### Given text
--- BEGIN ---
Neste – on a transformation journey

An oil company included in funds aiming to support more sustainable future might sound controversial. A Nordea fund manager and a ESG-analyst discuss the case of Neste and the company's net zero ambition.
Neste truck
Picture: Neste Oyj

Before plunging into the case itself, it makes sense to see how investors consider sustainability. It seems that from an investor perspective, it is becoming more common that company analysis considers not only financial metrics but also takes into account environmental, social and governance (ESG) factors. This is because company-specific and professionally analysed ESG information can provide broader insight about the risks and opportunities the company is and will be facing in the future.

Many roads to more sustainable investments

ESG investing has become very  popular in recent years, and there are many different  ways to consider related aspects. As ultimately investors need to cover their costs, it is obviously important to weigh those costs compared to the estimated benefits. In a more passive fund that includes hundreds of holdings, it for example makes sense to monitor ESG data on a more overall level and look at readymade overall ESG-ratings coming from data providers.

However some funds, like Nordea Stars Funds, approach the theme more actively. In the Stars Funds, ESG is seen as an elementary opportunity to add value both to the investment and society as well as the environment at large. Due to the win-win philosophy, active ESG work at Nordea is made an integral part of the investment process. In practice this means that portfolio managers work closely with dedicated ESG professionals, diving deep into companies and suggesting concrete actions that support both the company’s business, society and the environment in the long run. 

Climate change as a business catalyst

Now to the company in the intro. Neste is a Finnish company focusing on refining and marketing renewable diesel, aviation fuel and oil products. The conventional oil products are mostly sold within the Baltic Sea Area – about 60% within Finland, Sweden, Estonia, Latvia, Lithuania, Denmark and Poland – and the renewable diesel products are sold internationally, for example in Europe and North America.

The company is one of the largest investments in the Finnish Stars Fund and also included in the Nordic Stars Equity Fund, which both invest exclusively in companies that take environmental, social and governance matters seriously.

As the entire business of Neste is highly connected to climate change, current and future environmental risks and opportunities have been discussed with the company’s representatives. In addition, the company has been assessed from social and governance perspectives.

Waste collection is one of the biggest challenges faced by the circular economy and Neste has been building a global sourcing organisation for the last few years.

Marie Karlsson, fund manager, Nordea.

Marie Karlsson, you are managing the Finnish and Nordic Stars funds, please explain how can you have an oil refinery in funds aimed at supporting sustainable development?

"It all comes down to really understanding the company and its business and thinking about where it will be in the future. When it comes to Neste, the legacy from the traditional oil refinery business is still visible but today already 85% of its profits are generated in the renewable diesel segment."

"With the renewable diesel product, the company has one of the largest carbon handprints in our Nordic Investment universe, and thanks to its business, its clients are already able to cut their CO2 emissions by 11 million tonnes annually.  The company’s target is to nearly double this to 20 million tonnes by 2030."
--- END ---
### What the exercise asks
In the Neste article, copy everything from "Waste collection is" down to "fund manager, Nordea.", swapping "circular economy" for "recycling industry".

### Supplied entries
--- BEGIN ---
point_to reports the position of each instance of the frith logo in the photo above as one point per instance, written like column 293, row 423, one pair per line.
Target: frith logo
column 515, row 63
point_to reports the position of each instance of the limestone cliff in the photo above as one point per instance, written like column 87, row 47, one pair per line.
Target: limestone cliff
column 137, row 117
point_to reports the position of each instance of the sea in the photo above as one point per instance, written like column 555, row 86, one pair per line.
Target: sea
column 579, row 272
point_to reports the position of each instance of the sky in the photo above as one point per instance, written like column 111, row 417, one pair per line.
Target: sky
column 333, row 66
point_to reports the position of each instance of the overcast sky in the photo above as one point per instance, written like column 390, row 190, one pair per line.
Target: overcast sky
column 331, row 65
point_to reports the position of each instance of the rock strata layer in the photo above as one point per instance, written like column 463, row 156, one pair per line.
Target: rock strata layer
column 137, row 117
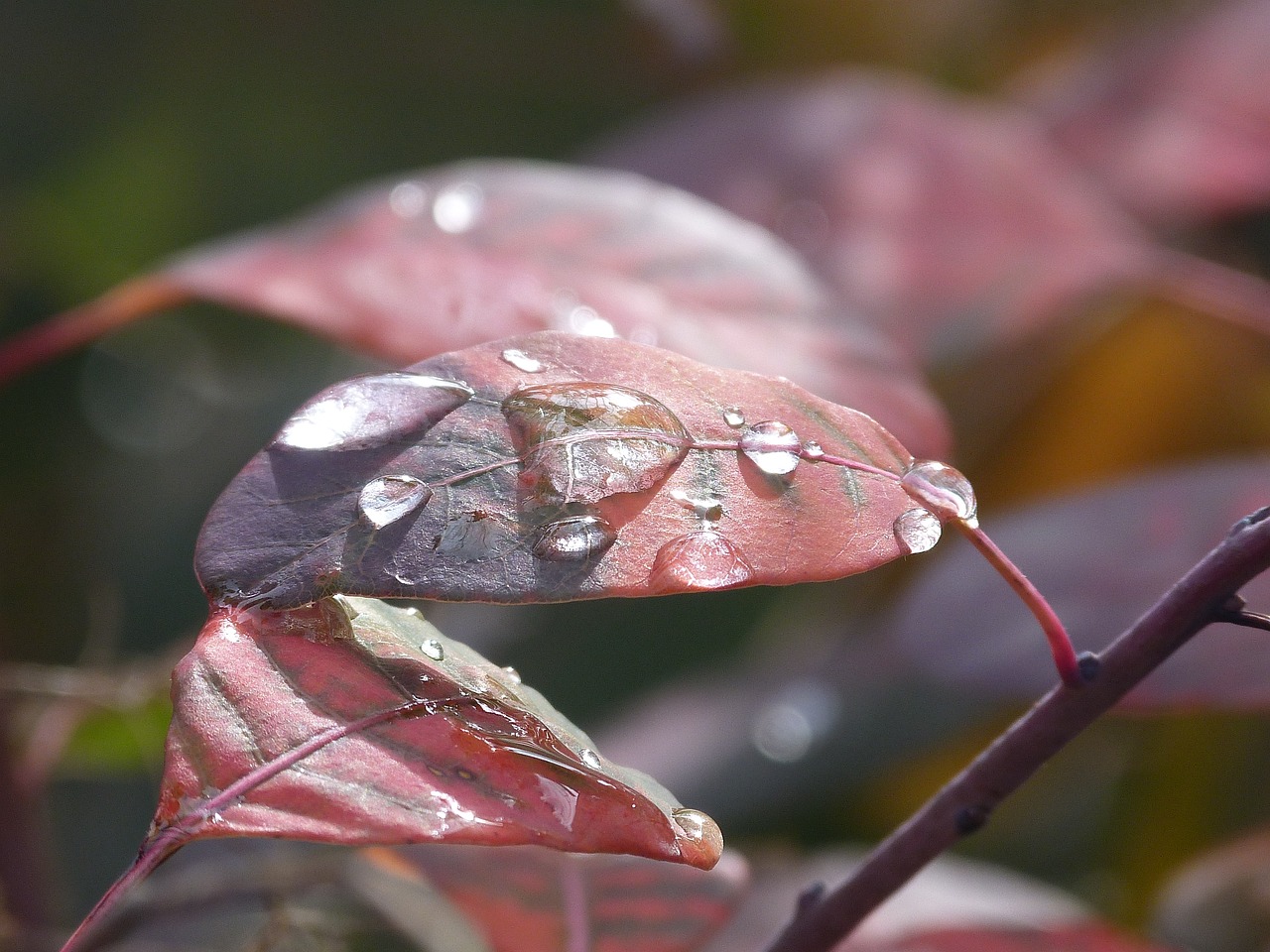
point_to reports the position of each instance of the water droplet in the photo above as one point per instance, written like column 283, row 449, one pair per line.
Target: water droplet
column 521, row 361
column 581, row 442
column 408, row 199
column 942, row 489
column 772, row 447
column 389, row 498
column 372, row 411
column 919, row 530
column 574, row 538
column 706, row 508
column 698, row 560
column 698, row 837
column 457, row 207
--- END ---
### Complete answer
Waste collection is one of the biggest challenges faced by the recycling industry and Neste has been building a global sourcing organisation for the last few years.

Marie Karlsson, fund manager, Nordea.